Report every line in the material below that contains the string "hand".
>> start
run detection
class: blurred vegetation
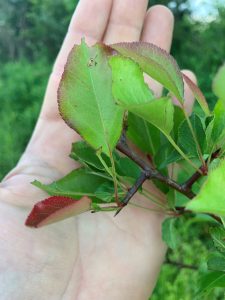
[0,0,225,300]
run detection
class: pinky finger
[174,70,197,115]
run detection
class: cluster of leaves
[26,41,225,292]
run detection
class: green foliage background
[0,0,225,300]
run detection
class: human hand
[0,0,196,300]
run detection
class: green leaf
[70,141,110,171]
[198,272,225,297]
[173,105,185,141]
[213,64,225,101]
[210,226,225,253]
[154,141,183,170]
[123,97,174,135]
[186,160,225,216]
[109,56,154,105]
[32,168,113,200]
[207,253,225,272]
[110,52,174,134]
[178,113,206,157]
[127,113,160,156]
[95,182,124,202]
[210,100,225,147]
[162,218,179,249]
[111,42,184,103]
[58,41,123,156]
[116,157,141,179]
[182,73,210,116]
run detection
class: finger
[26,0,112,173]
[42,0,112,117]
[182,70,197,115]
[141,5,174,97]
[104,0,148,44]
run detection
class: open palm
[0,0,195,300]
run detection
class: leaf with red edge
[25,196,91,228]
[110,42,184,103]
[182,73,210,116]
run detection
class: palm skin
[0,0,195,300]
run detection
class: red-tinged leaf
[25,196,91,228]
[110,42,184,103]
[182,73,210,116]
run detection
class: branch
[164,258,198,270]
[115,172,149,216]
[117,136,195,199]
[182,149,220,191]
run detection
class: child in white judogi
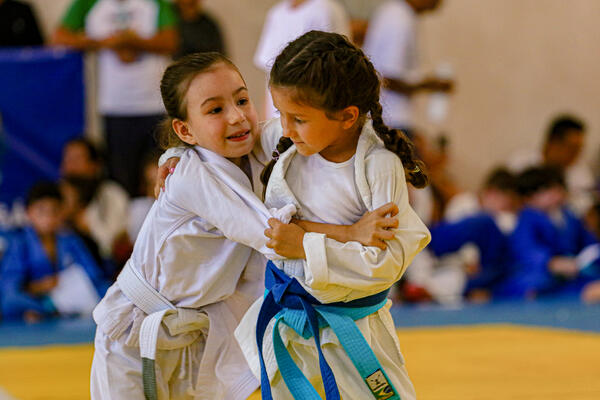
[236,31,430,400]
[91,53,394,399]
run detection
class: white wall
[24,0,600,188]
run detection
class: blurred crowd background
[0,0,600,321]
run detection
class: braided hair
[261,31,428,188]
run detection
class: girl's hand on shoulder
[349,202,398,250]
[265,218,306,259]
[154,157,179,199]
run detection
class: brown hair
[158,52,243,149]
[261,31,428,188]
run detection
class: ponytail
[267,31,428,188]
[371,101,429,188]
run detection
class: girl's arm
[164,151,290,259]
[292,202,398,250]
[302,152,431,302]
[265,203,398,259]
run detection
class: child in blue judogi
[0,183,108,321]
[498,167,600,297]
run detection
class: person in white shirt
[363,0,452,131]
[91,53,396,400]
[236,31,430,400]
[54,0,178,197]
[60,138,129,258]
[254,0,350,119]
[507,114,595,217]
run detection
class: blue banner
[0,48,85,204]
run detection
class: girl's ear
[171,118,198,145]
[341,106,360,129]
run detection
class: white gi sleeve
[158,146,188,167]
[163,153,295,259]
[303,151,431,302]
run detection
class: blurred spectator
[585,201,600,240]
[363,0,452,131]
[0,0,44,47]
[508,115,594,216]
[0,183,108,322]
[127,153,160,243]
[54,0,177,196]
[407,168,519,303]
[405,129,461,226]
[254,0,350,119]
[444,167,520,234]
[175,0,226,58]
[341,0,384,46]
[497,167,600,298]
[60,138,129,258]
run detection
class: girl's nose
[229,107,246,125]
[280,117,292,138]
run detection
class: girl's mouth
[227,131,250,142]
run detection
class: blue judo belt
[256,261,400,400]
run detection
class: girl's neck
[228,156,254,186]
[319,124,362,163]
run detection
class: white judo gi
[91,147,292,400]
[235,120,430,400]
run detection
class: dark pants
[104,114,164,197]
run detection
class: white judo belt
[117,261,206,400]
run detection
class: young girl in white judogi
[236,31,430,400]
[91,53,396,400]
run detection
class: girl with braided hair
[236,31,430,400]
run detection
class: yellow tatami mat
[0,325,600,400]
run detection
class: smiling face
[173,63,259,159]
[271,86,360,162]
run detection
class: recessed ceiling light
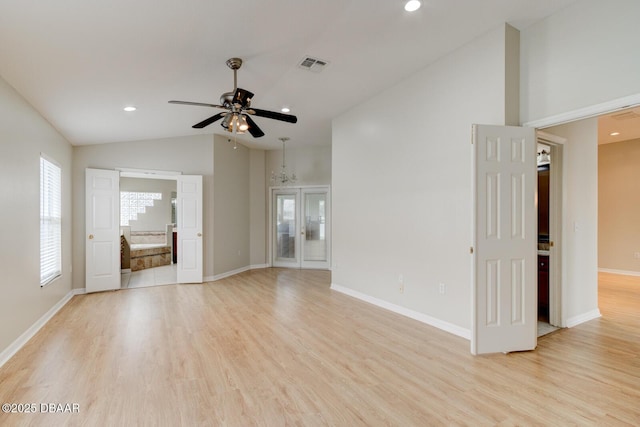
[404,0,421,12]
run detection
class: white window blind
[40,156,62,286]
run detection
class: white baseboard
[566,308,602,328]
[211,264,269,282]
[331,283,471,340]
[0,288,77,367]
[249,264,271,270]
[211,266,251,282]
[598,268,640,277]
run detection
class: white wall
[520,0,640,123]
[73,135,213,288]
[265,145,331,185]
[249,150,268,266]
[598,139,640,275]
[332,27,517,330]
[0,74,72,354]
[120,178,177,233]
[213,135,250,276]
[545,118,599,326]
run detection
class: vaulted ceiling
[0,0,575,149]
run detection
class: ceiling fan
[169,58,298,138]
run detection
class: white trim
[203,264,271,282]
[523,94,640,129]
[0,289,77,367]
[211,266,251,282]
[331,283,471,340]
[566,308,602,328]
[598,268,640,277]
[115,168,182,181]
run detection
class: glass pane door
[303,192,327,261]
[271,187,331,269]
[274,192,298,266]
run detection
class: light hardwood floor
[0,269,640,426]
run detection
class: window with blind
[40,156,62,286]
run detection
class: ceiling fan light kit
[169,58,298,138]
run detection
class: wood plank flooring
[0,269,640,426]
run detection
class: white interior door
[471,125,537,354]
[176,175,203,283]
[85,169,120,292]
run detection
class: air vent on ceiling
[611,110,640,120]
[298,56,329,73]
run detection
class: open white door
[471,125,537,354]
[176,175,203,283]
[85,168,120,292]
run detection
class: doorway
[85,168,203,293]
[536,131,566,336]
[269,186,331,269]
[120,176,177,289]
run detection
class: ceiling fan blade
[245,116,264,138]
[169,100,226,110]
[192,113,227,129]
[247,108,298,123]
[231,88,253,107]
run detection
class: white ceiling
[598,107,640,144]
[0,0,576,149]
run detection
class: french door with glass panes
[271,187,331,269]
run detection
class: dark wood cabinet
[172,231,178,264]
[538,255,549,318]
>> end
> [CORRECT RESULT]
class: human hand
class: girl's hand on shoulder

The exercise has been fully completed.